▶ [Page text]:
•••
22 July, 2009

I need a break...and solitude

In the middle of a thick, dense Southern forest, there is a little clearing where a snug cabin is surrounded by beautiful, fragrant flowers and a small yard of freshly cut grass. Above the cabin the sky is filled with stars that are not dimmed by light pollution. Huge moon flowers show their eery faces in the flower gardens and a whippoorwill and a bob white trade off their sad stories somewhere in the night. Inside the cabin a kerosene lamp illuminates a window and casts flickery shadows across the freshly scrubbed pine floors. A pot of water is boiling on the old cast iron stove and delicate china tea cups are set in readiness on the solid oak table. From the one large room into which you enter there are three smaller rooms. In one, my children lie asleep - freshly laundered and ironed white sheets pulled snugly around them. In the other, a gleaming metal bed is adorned with a handmade quilt, and a candle sits invitingly on a marble topped walnut dresser. An open window allows the thickly starched muslin curtains to flutter in the breeze. The third door opens into a small bathroom with a porcelain pedestal sink and a claw foot tub. My husband sits in his chair reading. He smiles and offers me a cup of tea as I enter throught the front door. There are no cell phones or major deadlines for the next few days. As I peep into the room where my oldest two children sleep, the baby stirs. I settle into a rocking chair with my baby in my arms. My husband starts to read the Torah to me, and I feel such peace that I know it must be Shabbat. All of the work is done and its time to bask in this moedim with HaShem. This is rest.

20 July, 2009

Lima beans and Sheep

Tonight I am craving huge lima beans cooked up with onions and a really thick broth...and some collard greens - or mustard greens...or even turnip greens with the white turnip pieces cooked up in them...with salt and chowchow. And some of my Mama's biscuits - with real butter and honey. And a hard day of work and play outside with a great thunderstorm that lasts only while you eat dinner.
•••
▶ [Record set]:
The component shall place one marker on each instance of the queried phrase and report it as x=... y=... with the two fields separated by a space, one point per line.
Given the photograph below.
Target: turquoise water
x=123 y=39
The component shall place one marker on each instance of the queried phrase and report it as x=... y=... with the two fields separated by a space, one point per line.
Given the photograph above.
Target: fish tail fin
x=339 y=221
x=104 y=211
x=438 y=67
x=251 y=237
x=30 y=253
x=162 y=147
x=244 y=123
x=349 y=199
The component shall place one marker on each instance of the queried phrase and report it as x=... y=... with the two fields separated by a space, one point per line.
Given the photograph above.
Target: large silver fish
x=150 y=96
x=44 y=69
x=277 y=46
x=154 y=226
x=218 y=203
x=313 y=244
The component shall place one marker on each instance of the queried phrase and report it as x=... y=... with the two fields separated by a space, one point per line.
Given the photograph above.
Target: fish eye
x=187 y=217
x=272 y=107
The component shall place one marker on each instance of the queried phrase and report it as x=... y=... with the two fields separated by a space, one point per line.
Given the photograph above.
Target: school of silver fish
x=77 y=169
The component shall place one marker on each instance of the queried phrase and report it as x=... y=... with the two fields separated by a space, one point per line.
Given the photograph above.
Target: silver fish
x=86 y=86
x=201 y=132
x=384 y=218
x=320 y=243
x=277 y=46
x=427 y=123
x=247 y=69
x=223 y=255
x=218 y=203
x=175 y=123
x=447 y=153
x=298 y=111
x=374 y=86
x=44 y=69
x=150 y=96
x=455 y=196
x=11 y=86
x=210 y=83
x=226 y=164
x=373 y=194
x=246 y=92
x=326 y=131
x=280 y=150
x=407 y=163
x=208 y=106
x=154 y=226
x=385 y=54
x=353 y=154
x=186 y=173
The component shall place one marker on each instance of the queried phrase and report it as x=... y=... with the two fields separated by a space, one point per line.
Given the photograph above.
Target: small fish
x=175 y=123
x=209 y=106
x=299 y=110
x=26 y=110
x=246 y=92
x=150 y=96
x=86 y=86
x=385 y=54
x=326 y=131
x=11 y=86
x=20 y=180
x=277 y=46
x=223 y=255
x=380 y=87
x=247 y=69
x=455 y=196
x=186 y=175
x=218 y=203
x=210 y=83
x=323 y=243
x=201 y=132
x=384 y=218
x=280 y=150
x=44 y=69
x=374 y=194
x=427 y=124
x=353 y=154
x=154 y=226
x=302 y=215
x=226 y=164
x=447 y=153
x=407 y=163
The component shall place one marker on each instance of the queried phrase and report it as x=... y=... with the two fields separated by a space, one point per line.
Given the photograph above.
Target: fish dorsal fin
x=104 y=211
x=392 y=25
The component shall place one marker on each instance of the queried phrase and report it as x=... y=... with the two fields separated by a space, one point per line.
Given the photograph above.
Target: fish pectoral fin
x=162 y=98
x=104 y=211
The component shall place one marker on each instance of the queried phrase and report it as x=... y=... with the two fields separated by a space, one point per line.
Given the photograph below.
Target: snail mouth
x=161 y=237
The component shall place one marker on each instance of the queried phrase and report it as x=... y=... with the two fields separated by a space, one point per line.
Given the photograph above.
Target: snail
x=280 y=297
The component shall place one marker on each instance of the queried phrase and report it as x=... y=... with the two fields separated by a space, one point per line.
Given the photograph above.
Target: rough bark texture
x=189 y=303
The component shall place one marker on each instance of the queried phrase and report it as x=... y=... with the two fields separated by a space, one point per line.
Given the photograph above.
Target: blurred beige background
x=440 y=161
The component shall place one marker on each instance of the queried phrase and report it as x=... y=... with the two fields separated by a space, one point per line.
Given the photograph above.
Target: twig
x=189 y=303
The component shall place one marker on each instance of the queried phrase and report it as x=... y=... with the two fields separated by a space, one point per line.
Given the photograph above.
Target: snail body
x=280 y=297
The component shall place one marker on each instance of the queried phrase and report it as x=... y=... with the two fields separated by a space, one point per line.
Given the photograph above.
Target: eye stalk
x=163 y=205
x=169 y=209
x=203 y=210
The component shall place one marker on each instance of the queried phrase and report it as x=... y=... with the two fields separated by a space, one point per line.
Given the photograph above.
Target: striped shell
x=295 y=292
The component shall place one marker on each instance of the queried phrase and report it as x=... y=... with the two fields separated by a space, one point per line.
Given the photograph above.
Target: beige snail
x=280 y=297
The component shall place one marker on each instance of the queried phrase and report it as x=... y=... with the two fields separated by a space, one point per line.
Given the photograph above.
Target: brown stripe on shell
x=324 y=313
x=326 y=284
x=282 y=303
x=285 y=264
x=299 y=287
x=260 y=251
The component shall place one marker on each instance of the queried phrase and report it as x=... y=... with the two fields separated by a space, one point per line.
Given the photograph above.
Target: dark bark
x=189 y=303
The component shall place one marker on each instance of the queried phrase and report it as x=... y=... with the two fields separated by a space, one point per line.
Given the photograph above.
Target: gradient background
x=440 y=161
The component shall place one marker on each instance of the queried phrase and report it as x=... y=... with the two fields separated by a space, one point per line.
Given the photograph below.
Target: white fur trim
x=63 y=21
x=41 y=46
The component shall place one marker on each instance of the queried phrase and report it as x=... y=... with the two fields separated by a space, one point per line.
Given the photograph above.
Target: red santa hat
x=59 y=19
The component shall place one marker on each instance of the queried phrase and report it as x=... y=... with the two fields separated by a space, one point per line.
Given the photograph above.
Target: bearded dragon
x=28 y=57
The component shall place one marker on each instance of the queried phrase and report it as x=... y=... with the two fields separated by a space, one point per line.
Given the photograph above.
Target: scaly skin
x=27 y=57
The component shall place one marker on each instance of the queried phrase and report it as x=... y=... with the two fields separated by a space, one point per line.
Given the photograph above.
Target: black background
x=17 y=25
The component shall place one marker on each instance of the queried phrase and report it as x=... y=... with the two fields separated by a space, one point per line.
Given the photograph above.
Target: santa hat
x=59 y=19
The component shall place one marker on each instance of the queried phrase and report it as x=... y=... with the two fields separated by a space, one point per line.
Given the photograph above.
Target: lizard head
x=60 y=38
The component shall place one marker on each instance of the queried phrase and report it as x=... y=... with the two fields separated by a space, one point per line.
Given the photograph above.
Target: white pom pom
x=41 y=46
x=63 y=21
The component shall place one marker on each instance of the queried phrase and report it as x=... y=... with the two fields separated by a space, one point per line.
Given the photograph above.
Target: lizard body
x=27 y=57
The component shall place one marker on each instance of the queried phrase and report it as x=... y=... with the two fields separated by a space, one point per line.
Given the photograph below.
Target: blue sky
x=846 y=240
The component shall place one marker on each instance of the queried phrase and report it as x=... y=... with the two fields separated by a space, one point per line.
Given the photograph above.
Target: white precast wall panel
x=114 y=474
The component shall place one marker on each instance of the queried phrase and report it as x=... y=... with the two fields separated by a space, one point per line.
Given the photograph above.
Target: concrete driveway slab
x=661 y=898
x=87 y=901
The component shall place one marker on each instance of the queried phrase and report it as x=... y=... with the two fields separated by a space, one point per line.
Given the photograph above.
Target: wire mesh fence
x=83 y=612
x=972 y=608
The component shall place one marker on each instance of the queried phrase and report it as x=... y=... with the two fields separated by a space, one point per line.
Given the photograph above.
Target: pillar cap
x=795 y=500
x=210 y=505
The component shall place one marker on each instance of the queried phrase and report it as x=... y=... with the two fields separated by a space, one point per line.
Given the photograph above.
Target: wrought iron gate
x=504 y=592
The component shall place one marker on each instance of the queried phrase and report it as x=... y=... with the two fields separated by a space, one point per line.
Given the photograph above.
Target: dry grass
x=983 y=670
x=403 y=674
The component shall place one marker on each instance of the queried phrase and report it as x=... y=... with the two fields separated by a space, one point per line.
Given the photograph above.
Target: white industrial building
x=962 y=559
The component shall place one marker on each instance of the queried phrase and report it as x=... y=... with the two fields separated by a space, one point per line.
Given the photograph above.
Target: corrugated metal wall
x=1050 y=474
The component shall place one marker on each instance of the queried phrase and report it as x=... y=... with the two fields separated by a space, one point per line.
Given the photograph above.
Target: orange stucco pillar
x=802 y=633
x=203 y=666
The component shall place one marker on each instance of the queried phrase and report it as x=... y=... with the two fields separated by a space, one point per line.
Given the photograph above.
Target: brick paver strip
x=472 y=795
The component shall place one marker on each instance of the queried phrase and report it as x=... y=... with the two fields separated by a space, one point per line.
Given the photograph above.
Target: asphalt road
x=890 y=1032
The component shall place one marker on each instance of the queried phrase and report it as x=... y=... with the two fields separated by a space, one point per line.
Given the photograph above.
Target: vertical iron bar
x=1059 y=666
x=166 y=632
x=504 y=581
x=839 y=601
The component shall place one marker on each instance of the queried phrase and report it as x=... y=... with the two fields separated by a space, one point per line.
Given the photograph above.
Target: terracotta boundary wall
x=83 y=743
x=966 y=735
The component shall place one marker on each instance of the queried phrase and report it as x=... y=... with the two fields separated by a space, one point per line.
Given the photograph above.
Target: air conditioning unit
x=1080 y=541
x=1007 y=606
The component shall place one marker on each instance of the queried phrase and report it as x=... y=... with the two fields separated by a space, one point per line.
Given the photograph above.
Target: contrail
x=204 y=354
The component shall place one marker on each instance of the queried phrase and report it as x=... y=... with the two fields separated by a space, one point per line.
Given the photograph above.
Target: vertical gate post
•••
Duplicate the part of the blog entries that opens with the words containing "Tonight I am" and closes with "you eat dinner.". Rely only on the blog entries for what follows, not on the rows.

▶ [Task answer]:
Tonight I am craving huge lima beans cooked up with onions and a really thick broth...and some collard greens - or mustard greens...or even turnip greens with the white turnip pieces cooked up in them...with salt and chowchow. And some of my Mama's biscuits - with real butter and honey. And a hard day of work and play outside with a great thunderstorm that lasts only while you eat dinner.